▸ **Page text**:
§ §

Sunday, December 12, 2010

Amelia Earhart and Bone Found - Amelia Earhart and Fred Noonan Mystery Solved?

A recent discovery of what could be an Amelia Earhart finger bone fragment has many wondering if the long unsolved mystery of the navigator's fate has finally been unraveled.  The tiny bone fragment was just recently discovered on a remote tropical island.

394033 03: (FILE PHOTO) Amelia Earhart stands June 14, 1928 in front of her bi-plane called 'Friendship' in Newfoundland. Carlene Mendieta, who is trying to recreate Earhart's 1928 record as the first woman to fly across the US and back again, left Rye, NY on September 5, 2001. Earhart (1898 - 1937) disappeared without trace over the Pacific Ocean in her attempt to fly around the world in 1937. (Photo by Getty Images)
Amelia Earhart disappeared over 70 years ago while flying here twin-engine Lockheed named "Electra" above the Pacific Ocean.  At the time she was attempting to set a record by flying around the world at the equator.  Now just recently a tiny bone fragment was found on Nikumaroro which is an uninhabited tropical island in the southwest Pacific area.

§ §

▸ **Records**:

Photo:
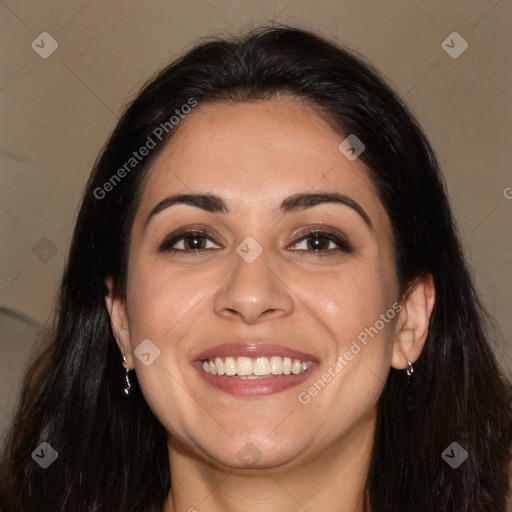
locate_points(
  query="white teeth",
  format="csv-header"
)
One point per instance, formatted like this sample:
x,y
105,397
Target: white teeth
x,y
244,366
219,365
276,365
249,368
261,366
230,366
287,366
296,367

§ §

▸ **Work to complete**:
- a) According to the Amelia Earhart post, on what island was the tiny bone fragment found?
- b) Please return the part of the Amelia Earhart post between "A recent discovery" and "by Getty Images)", inclusive, word for word.
- c) Pick up the Amelia Earhart post after its last sentence and keep writing.
You can disregard the entries.

▸ **Per-task answers**:
- a) It was found on Nikumaroro, an uninhabited tropical island in the southwest Pacific.

- b)
A recent discovery of what could be an Amelia Earhart finger bone fragment has many wondering if the long unsolved mystery of the navigator's fate has finally been unraveled.  The tiny bone fragment was just recently discovered on a remote tropical island.

394033 03: (FILE PHOTO) Amelia Earhart stands June 14, 1928 in front of her bi-plane called 'Friendship' in Newfoundland. Carlene Mendieta, who is trying to recreate Earhart's 1928 record as the first woman to fly across the US and back again, left Rye, NY on September 5, 2001. Earhart (1898 - 1937) disappeared without trace over the Pacific Ocean in her attempt to fly around the world in 1937. (Photo by Getty Images)

- c)
So will this bone fragment help solve the Amelia Earhart mystery?  Not so fast.  According to Discovery News, the phalanx bone fragment may be from a human, but it may also belong to a turtle.  DNA tests will need to be conducted to determine exactly who or what the bone is from.

The people from TIGHAR, The International Group for Historic Aircraft Recovery, are holding to the original hypothesis over Earhart's fate.  It's believed she and navigator Fred Noonan were castaways on the island, eventually perishing there.  Ric Gillespie, the executive director of TIGHAR says, "After 22 years of rigorous research and 10 grueling expeditions, we can say that all of the evidence we have found on Nikumaroro is consistent with the hypothesis that Earhart and her navigator Fred Noonan landed and eventually died there as castaways."

So it's now up to the Molecular Science Laboratories located at Oklahoma University in Norma, Oklahoma.  They'll run the deciding tests there to determine if this bone was from a turtle or Amelia Earhart, and possibly add more evidence to the conclusion that Earhart suffered an unfortunate fate on the island.  Let's hope that this mystery can be put to rest and the history books can finally be conclusively written on the Amelia Earhart mystery.